Assigned task: Continue the abstract about what patients with failed back surgery syndrome expect from spinal cord stimulation, starting after its final sentence.

Source text:
****

BACKGROUND: Spinal cord stimulation (SCS) is an effective therapy to reduce pain in patients who suffer from failed back surgery syndrome (FBSS). In order to inform patients optimally prior to this therapy, knowing their expectations is crucial.
METHODS: Thirteen patients suffering from FBSS and scheduled for SCS were interviewed using a semistructured protocol. Patients were interviewed either at home or at their treating hospital. Data from these interviews were analyzed using directed content analysis. In addition to the qualitative interviews, an adjusted Brief Pain Inventory questionnaire was used to quantify expectations.

****

Listed records:
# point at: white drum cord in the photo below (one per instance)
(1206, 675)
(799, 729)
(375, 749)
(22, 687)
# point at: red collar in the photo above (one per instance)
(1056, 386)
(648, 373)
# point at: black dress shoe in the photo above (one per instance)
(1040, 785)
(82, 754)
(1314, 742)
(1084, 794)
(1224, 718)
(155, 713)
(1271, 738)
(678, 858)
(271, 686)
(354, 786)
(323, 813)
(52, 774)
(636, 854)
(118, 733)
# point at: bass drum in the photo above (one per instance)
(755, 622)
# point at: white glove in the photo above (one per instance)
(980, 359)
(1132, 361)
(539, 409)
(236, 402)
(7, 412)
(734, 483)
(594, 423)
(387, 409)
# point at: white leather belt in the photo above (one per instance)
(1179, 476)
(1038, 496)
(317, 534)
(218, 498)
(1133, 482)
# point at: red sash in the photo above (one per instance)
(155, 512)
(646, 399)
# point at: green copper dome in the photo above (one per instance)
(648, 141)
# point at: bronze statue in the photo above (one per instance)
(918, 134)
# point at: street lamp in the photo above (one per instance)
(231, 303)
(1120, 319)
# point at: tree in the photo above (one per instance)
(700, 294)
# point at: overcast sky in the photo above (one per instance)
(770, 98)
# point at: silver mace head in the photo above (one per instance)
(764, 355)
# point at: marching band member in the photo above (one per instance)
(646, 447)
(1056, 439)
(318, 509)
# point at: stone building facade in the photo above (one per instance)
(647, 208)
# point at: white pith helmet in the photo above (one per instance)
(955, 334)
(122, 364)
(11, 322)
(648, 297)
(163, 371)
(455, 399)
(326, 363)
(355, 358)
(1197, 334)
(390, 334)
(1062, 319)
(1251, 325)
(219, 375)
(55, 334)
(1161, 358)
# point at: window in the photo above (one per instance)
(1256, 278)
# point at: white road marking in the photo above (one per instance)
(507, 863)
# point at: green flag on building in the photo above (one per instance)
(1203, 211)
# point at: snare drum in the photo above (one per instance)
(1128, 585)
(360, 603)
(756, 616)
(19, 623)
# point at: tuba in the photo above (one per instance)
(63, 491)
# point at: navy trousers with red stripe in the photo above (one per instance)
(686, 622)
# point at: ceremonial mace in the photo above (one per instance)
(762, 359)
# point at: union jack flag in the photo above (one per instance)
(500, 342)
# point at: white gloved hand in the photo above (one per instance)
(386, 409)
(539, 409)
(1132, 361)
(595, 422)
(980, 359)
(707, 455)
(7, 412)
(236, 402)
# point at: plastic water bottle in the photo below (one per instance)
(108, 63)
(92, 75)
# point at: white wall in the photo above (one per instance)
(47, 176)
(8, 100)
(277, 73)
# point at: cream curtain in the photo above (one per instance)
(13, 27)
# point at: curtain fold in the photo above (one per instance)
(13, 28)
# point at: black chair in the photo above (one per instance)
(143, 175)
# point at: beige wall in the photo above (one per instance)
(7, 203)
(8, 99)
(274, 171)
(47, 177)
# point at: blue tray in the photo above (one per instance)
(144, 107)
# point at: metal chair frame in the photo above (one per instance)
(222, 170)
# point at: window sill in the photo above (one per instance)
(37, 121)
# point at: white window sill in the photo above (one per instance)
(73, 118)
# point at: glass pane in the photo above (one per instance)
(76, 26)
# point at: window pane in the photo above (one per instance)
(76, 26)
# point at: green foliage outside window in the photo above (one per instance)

****

Exercise answer:
RESULTS: The expectations of patients with regard to SCS could be subdivided into 13 categories, which could be grouped into 6 general themes: (1) physical well-being, (2) social well-being, (3) material well-being, (4) emotional well-being, (5) development and activity, and (6) constraints of the procedure of SCS. These findings confirm patients' expectations about the improvement of their quality of life by SCS for FBSS. This indicates that assessing pain relief is not enough to adequately evaluate the effects of SCS. The small diversity within the studied population and the lack of patient-to-patient education are 2 possible limitations of this study.
CONCLUSIONS: To improve education for patients prior to SCS surgery and to evaluate the effects of SCS, a multidimensional approach needs to be implemented. Possible disadvantages of SCS need to be discussed prior to the treatment.